_TEXTE SOURCE:_
------------------------------------
Justement, le secteur informel et la pauvreté ne sont-ils pas un frein à l'AMO en Afrique?
Je ne crois pas car l’assurance maladie obligatoire a évolué. Il y a aujourd’hui, en plus des cotisations sociales, des contributions par le biais de la taxe que j’appelle d’ailleurs dans mon livre « la taxe santé » qui pourrait s’appliquer sur certains produits. C'est le but de la TVA sociale qui existe dans de nombreux pays et qui permet à tous, à travers la consommation de contribuer. Concernant les pauvres, il faudra revoir les critères en ajoutant aux critères de ressources financières, ceux de l’état physique, psychique et de l’âge. Pour moi, toute personne dont l’état physique, psychique et l’âge n’empêchent pas de travailler ne devra pas être considérée comme pauvre. L’Afrique, pour avancer doit éviter tout assistanat et politique angélique. Avec cette conception, le nombre de personnes dites « pauvres » sera considérablement réduit facilitant leur prise en charge. Les autres devront payer leurs cotisations en effectuant par exemple un travail social pour l’état, les collectivités locales, des entreprises comme cela se fait dans certains pays. Nous militons pour l'accès aux soins mais dans la responsabilisation de chacun de nous.
Que pensez-vous de la gratuité ciblée des soins actuellement en cours en Côte d'Ivoire?
Notre organisation a déjà fait, par ma voix, plusieurs déclarations sur la gratuité des soins. Elle était nécessaire car les ivoiriens sortaient d’une grave crise. Mais il est temps de passer à un système contributif moderne avec des conditions que tout le monde saura. On ne pourra pas pérenniser l’accès aux soins par une politique financée essentiellement par des aides internationales. Si demain ces aides font défaut, que feront les malades? Le directeur exécutif de l’ONUSIDA, de passage en Côte d’Ivoire dénonçait le fait que 90% des malades du sida dépendent de l’aide extérieure. Il a encouragé les autorités à trouver des mécanismes internes de financement. Cette vision est non seulement vraie, mais elle est valable pour toutes les maladies. L’Etat non plus ne peut pas indéfiniment supporter cette gratuité quand on sait que d’autres charges existent. A l’annonce de la gratuité générale des soins, même si elle était nécessaire, nous doutions de son financement et redoutions le risque moral que toute gratuité engendre, les populations ayant tendance à en abuser. Tous les économistes de la santé vous le diront. L’option de la gratuité ciblée, dont le financement posera aussi problème, nous donne raison. Nous avons soutenu l’AMU parce que c’est une assurance maladie obligatoire et parce qu’elle avait un caractère contributif. Nous sommes dans notre logique.
------------------------------------
_CONSIGNE:_
Poursuivez l'entretien sur l'assurance maladie obligatoire en Afrique à partir de sa dernière phrase.

Données de pointage sur images
------------------------------------
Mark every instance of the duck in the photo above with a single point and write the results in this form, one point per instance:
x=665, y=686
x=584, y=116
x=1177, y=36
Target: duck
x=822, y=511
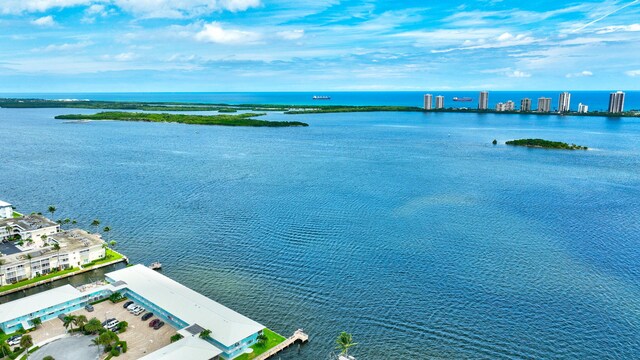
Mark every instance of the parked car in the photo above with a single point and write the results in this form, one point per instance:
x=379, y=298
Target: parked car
------------------------------------
_RÉPONSE:_
La gratuité des soins est donc un mauvais choix pour vous?
Tant que ce choix est provisoire, il est bon. Mais si le provisoire devient définitif, ce sera un mauvais choix. Et comme aucun calendrier officiel pour la mise en œuvre de la couverture médicale universelle annoncée pour début 2012 n’est disponible, nous sommes légitimement inquiets. Cependant, j’avoue que j’ai été heureux à l’annonce de cette gratuité des soins. C’est dommage que les Ivoiriens ne retiennent que ses aspects négatifs. Probablement, cela doit être dû au fait que sa promotion ait été confiée exclusivement au ministère de la santé qui n’utilise pas des arguments liés à la politique sociale pour convaincre les Ivoiriens. Je constate que la ministre de la Santé est dynamique et volontaire mais elle n’utilise que des arguments liés à l’organisation des soins. De mon point de vue, le ministère des Affaires sociales a un rôle à jouer parce que la gratuité des soins est avant tout une politique sociale majeure.